About this exercise — After locating the line containing "bowl with chopped", transcribe that line and all following lines exactly, stopping only at the end of the records.

*** Opening of Records supplied ***

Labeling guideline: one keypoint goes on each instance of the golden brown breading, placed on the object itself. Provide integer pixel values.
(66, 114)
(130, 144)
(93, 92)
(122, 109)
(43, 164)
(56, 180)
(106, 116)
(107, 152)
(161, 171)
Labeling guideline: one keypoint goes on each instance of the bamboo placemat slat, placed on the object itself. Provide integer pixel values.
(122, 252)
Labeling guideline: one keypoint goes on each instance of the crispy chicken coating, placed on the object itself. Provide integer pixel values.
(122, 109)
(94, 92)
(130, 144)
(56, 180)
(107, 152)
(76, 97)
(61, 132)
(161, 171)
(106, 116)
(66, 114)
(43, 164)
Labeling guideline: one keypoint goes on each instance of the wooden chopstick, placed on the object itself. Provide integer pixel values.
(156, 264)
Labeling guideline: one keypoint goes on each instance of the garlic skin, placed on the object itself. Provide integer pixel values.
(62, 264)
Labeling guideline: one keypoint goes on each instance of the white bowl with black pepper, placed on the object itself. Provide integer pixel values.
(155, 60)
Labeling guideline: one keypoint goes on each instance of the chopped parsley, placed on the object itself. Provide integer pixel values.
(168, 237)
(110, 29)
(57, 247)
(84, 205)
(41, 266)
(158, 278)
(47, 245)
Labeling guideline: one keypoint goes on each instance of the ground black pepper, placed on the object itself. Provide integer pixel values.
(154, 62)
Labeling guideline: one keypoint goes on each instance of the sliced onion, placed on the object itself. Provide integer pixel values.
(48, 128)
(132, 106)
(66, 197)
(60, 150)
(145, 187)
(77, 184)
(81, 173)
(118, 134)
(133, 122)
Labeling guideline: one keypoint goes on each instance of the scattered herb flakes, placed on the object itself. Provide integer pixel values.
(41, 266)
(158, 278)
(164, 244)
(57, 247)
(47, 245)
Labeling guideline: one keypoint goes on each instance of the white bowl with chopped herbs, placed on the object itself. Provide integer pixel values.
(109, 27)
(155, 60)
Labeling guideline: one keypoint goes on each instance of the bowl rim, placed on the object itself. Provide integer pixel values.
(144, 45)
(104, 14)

*** Close of Records supplied ***

Written solution —
Labeling guideline: one keypoint goes on each instance of the white bowl with chopped herbs, placed on the object itself. Provide integer pixel values.
(109, 27)
(155, 60)
Labeling guideline: one keypoint goes on each instance of the bowl rim, placed on the object itself. Provide integer pixel values.
(144, 45)
(104, 14)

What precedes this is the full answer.